### [Input]

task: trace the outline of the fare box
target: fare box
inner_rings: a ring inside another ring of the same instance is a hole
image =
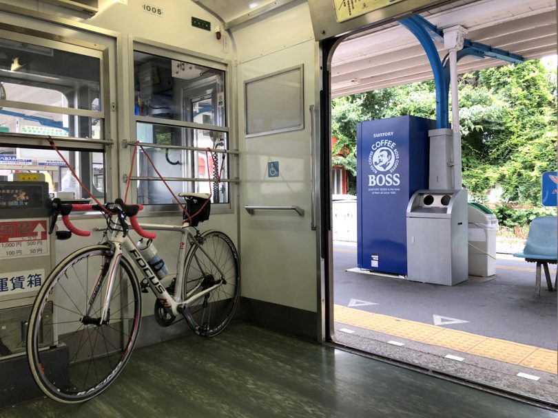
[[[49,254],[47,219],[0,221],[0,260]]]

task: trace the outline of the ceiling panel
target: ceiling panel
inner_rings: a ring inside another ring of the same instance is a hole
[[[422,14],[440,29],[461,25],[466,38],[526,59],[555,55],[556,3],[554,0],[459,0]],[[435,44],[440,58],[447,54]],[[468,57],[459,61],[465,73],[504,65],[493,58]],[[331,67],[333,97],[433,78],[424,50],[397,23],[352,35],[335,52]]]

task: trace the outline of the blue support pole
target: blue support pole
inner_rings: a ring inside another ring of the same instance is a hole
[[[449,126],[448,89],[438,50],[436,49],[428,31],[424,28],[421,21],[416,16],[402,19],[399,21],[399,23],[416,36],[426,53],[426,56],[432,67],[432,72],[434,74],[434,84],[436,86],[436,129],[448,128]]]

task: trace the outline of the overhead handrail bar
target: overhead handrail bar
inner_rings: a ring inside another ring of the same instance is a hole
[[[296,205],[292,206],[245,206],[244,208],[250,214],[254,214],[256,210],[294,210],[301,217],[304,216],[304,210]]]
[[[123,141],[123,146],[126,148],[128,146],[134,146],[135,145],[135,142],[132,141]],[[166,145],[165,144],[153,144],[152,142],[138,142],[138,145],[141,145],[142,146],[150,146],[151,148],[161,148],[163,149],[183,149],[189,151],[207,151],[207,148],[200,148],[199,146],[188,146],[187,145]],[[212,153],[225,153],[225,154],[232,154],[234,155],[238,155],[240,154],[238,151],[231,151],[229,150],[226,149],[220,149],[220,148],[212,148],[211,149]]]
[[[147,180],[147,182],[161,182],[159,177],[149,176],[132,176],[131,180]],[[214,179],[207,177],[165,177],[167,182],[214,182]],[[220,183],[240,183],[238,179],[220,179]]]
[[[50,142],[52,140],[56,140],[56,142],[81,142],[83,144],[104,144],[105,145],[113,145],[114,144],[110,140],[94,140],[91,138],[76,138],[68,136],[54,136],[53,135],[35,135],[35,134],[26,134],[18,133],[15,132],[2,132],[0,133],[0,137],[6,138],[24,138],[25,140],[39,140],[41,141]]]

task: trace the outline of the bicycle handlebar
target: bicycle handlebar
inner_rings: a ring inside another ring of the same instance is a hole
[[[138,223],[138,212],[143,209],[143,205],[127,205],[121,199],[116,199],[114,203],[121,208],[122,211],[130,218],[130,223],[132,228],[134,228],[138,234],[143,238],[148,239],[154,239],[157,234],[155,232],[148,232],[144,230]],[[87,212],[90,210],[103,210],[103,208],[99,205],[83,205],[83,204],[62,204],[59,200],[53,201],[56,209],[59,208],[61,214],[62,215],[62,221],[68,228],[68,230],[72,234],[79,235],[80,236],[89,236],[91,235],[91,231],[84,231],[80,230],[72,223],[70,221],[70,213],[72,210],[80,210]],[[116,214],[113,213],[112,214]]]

...

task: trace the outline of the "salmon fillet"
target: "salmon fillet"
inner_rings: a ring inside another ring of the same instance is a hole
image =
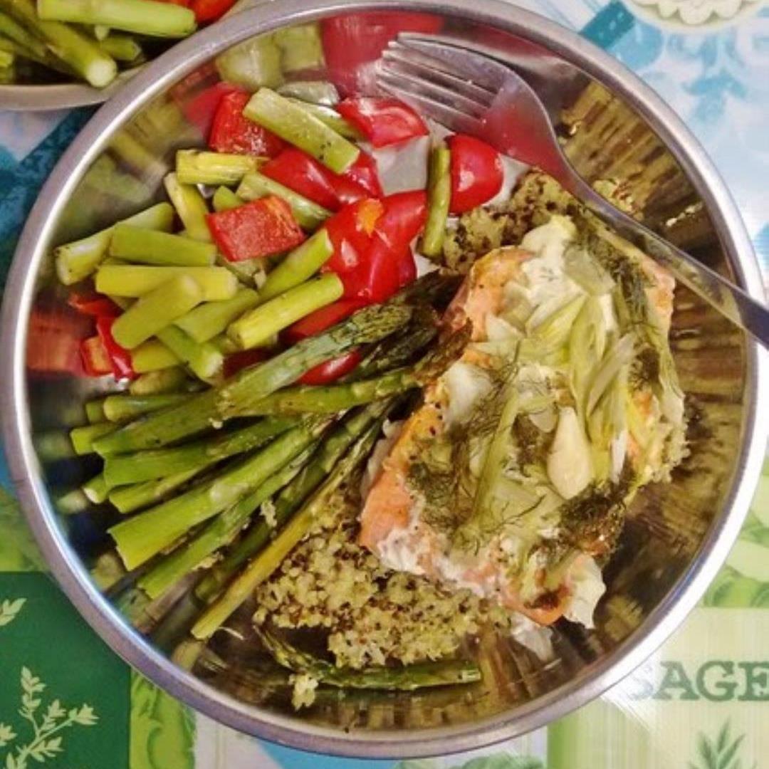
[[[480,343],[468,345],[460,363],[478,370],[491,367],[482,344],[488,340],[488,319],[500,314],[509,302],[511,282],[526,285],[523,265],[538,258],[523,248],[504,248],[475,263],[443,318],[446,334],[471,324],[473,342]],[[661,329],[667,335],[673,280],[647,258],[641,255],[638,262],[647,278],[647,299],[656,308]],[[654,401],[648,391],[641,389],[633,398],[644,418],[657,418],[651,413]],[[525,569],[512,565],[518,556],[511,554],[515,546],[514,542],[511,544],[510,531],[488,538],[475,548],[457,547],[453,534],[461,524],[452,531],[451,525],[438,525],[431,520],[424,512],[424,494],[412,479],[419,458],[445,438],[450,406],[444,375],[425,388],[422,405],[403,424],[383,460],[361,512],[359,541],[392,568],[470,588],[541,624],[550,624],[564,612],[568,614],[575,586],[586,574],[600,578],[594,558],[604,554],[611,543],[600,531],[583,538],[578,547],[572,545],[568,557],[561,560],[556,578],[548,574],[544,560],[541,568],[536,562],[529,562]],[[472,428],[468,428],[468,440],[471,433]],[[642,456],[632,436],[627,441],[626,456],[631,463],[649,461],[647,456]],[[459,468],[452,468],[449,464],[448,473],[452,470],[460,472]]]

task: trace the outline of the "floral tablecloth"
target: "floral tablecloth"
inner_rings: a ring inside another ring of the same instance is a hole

==

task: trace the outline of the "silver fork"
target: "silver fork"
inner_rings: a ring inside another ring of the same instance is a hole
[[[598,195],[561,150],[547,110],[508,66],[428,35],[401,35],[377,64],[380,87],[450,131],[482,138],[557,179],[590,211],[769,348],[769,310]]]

### [What the exercise asks]
Please identify every line above that contains the word "trace" and copy each one in full.

### [Worked solution]
task: trace the outline of the fare box
task: trace the outline of the ceiling panel
task: trace the outline of the blue support pole
task: trace the outline of the overhead handrail bar
task: trace the outline of the bicycle handlebar
task: trace the outline of the "salmon fillet"
task: trace the outline of the "floral tablecloth"
task: trace the outline of the "silver fork"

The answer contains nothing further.